- [TASK TO COMPLETE]: Format every line of the entries below as a numbered list, leaving out blank lines and any lines that stand for pictures.

- [DATASET CONTENT]:
** BEGIN **
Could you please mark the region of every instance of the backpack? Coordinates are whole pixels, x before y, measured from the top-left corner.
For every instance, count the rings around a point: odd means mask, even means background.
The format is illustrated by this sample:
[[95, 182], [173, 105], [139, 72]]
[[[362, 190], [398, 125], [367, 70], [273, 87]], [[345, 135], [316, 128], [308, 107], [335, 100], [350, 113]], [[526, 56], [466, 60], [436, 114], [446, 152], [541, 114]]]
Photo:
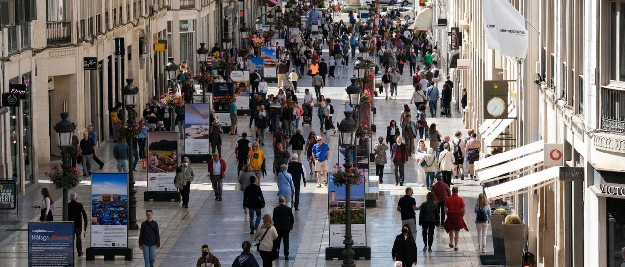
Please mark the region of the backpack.
[[484, 210], [484, 206], [478, 208], [478, 215], [475, 216], [476, 221], [486, 221], [486, 211]]
[[456, 160], [462, 159], [464, 157], [464, 155], [462, 155], [462, 148], [458, 145], [460, 143], [456, 143], [454, 142], [452, 142], [451, 143], [454, 144], [454, 158]]

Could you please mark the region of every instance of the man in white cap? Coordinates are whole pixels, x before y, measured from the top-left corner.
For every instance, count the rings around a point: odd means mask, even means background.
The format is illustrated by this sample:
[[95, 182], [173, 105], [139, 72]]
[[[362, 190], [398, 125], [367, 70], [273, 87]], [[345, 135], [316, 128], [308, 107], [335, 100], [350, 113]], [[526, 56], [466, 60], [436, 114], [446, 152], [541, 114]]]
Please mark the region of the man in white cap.
[[295, 194], [291, 195], [292, 198], [294, 198], [291, 203], [295, 203], [295, 210], [299, 210], [299, 186], [300, 182], [304, 181], [304, 187], [306, 186], [306, 170], [304, 169], [304, 165], [299, 162], [298, 154], [294, 153], [293, 160], [287, 164], [286, 172], [291, 175], [293, 179], [293, 185], [295, 185]]
[[312, 146], [314, 153], [315, 170], [317, 171], [317, 187], [321, 187], [321, 176], [323, 172], [323, 184], [328, 185], [328, 158], [330, 156], [330, 147], [323, 142], [323, 137], [317, 135], [317, 143]]

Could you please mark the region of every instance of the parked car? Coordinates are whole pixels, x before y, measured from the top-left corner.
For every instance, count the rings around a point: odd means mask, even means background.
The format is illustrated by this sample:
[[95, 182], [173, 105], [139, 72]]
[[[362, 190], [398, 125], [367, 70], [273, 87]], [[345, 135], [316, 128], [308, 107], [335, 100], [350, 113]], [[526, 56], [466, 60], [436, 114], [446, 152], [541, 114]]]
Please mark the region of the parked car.
[[379, 0], [380, 4], [388, 4], [389, 6], [394, 6], [399, 4], [401, 6], [412, 6], [414, 0]]
[[396, 16], [406, 21], [414, 17], [414, 11], [410, 7], [391, 7], [380, 13], [382, 17]]

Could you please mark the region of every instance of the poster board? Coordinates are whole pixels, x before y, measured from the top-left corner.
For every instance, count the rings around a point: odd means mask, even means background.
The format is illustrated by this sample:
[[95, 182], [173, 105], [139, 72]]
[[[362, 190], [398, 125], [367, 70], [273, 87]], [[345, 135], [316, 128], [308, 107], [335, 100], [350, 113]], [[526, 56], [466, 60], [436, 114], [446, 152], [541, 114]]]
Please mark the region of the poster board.
[[74, 266], [74, 222], [28, 223], [28, 266]]
[[[215, 113], [230, 112], [230, 102], [234, 97], [234, 84], [216, 82], [212, 84], [212, 105]], [[185, 119], [186, 117], [185, 117]]]
[[175, 192], [174, 178], [178, 162], [178, 132], [149, 132], [147, 155], [148, 191]]
[[14, 180], [0, 180], [0, 210], [12, 210], [17, 206], [18, 188]]
[[211, 153], [208, 140], [210, 119], [210, 104], [184, 104], [184, 155]]
[[[272, 46], [261, 47], [261, 57], [262, 58], [264, 67], [265, 78], [278, 77], [278, 53], [276, 47]], [[213, 91], [214, 92], [214, 91]]]
[[[338, 137], [337, 137], [338, 138]], [[354, 157], [354, 149], [351, 150], [351, 158]], [[368, 158], [368, 155], [367, 155]], [[345, 150], [339, 149], [338, 162], [345, 162]], [[359, 164], [359, 165], [360, 165]], [[354, 165], [356, 166], [356, 165]], [[362, 168], [361, 166], [359, 166]], [[341, 168], [342, 167], [341, 166]], [[329, 172], [331, 170], [328, 170]], [[366, 181], [366, 173], [362, 175], [363, 182]], [[334, 185], [334, 177], [328, 175], [328, 213], [329, 220], [329, 246], [343, 246], [345, 237], [345, 187]], [[367, 245], [366, 211], [364, 206], [365, 183], [351, 186], [351, 234], [354, 246]]]
[[128, 247], [128, 174], [91, 174], [91, 246]]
** END **
- [ANSWER FOR THE TASK]:
1. Could you please mark the region of every instance of the backpack? Coordinates are whole pixels, x before y, measured from the top-left corner.
2. For every instance, count the rings around a point: odd means mask, even means background.
3. The format is illustrated by this sample:
4. [[95, 182], [173, 105], [139, 72]]
5. [[[362, 190], [398, 125], [367, 70], [273, 87]], [[345, 135], [316, 128], [308, 107], [335, 100], [350, 113]], [[526, 56], [466, 60], [436, 114], [446, 152], [541, 114]]]
6. Photo:
7. Please mark the region of the backpack.
8. [[484, 210], [484, 206], [478, 208], [478, 215], [475, 216], [476, 221], [486, 221], [486, 211]]
9. [[456, 160], [462, 159], [464, 157], [464, 155], [462, 155], [462, 148], [458, 145], [460, 143], [456, 143], [454, 142], [452, 142], [451, 143], [454, 144], [454, 158]]
10. Could you please mark the region of every instance of the man in white cap? Coordinates are whole pixels, x before y, measured from the top-left corner.
11. For every instance, count the rings around a point: odd means mask, even means background.
12. The format is illustrated by this sample:
13. [[95, 182], [173, 105], [139, 72]]
14. [[[362, 190], [398, 125], [367, 70], [273, 87]], [[345, 135], [316, 128], [308, 107], [335, 100], [350, 113]], [[526, 56], [466, 60], [436, 114], [446, 152], [541, 114]]]
15. Please mark the region of the man in white cap.
16. [[295, 194], [291, 195], [292, 198], [294, 198], [291, 203], [295, 203], [295, 210], [299, 210], [299, 186], [300, 182], [304, 181], [304, 187], [306, 186], [306, 170], [304, 169], [304, 165], [299, 162], [298, 154], [294, 153], [293, 160], [287, 164], [286, 172], [291, 175], [293, 179], [293, 185], [295, 185]]
17. [[312, 146], [314, 153], [315, 170], [317, 171], [317, 187], [321, 187], [321, 176], [323, 172], [323, 184], [328, 185], [328, 158], [330, 156], [330, 147], [323, 142], [323, 137], [317, 135], [317, 143]]
18. Could you please mark the region of every instance of the parked car? Coordinates are whole pixels, x before y, measured from the top-left corner.
19. For every instance, count the rings around a point: odd means mask, even means background.
20. The format is illustrated by this sample:
21. [[95, 182], [173, 105], [139, 72]]
22. [[[362, 190], [398, 125], [367, 70], [273, 87]], [[345, 135], [316, 128], [308, 107], [335, 100], [350, 113]], [[526, 56], [466, 60], [436, 114], [446, 152], [541, 114]]]
23. Please mark the region of the parked car.
24. [[379, 0], [380, 4], [388, 4], [389, 6], [394, 6], [399, 4], [401, 6], [412, 6], [414, 0]]
25. [[396, 16], [406, 21], [414, 17], [414, 11], [410, 7], [391, 7], [380, 13], [382, 17]]
26. Could you please mark the region of every instance of the poster board? Coordinates are whole pixels, x before y, measured from the top-left corner.
27. For every instance, count the rings around a point: odd means mask, even means background.
28. The format is illustrated by this sample:
29. [[95, 182], [173, 105], [139, 72]]
30. [[[362, 190], [398, 125], [367, 70], [273, 87]], [[345, 135], [316, 128], [308, 107], [335, 100], [350, 113]], [[526, 56], [466, 60], [436, 114], [446, 152], [541, 114]]]
31. Please mark the region of the poster board.
32. [[74, 266], [74, 222], [28, 223], [28, 266]]
33. [[[215, 113], [230, 112], [230, 102], [234, 97], [234, 84], [216, 82], [212, 84], [212, 105]], [[185, 119], [186, 117], [185, 117]]]
34. [[175, 192], [174, 178], [178, 162], [178, 132], [149, 132], [147, 155], [148, 191]]
35. [[14, 180], [0, 180], [0, 210], [12, 210], [17, 206], [18, 188]]
36. [[211, 153], [208, 140], [210, 119], [210, 104], [184, 104], [184, 155]]
37. [[[272, 46], [261, 47], [261, 57], [262, 58], [264, 67], [265, 78], [278, 77], [278, 53], [276, 47]], [[213, 91], [214, 92], [214, 91]]]
38. [[[338, 137], [337, 137], [338, 138]], [[354, 157], [354, 149], [351, 150], [351, 158]], [[368, 158], [368, 155], [367, 155]], [[345, 150], [339, 149], [338, 162], [345, 162]], [[359, 164], [359, 165], [360, 165]], [[354, 165], [356, 166], [356, 165]], [[362, 168], [361, 166], [359, 166]], [[341, 168], [342, 167], [341, 166]], [[329, 172], [331, 170], [328, 170]], [[366, 181], [366, 173], [362, 175], [363, 182]], [[334, 185], [334, 177], [328, 175], [328, 213], [329, 220], [329, 246], [343, 246], [345, 237], [345, 187]], [[367, 245], [366, 211], [364, 206], [365, 183], [351, 186], [351, 234], [354, 246]]]
39. [[128, 247], [128, 174], [91, 174], [91, 246]]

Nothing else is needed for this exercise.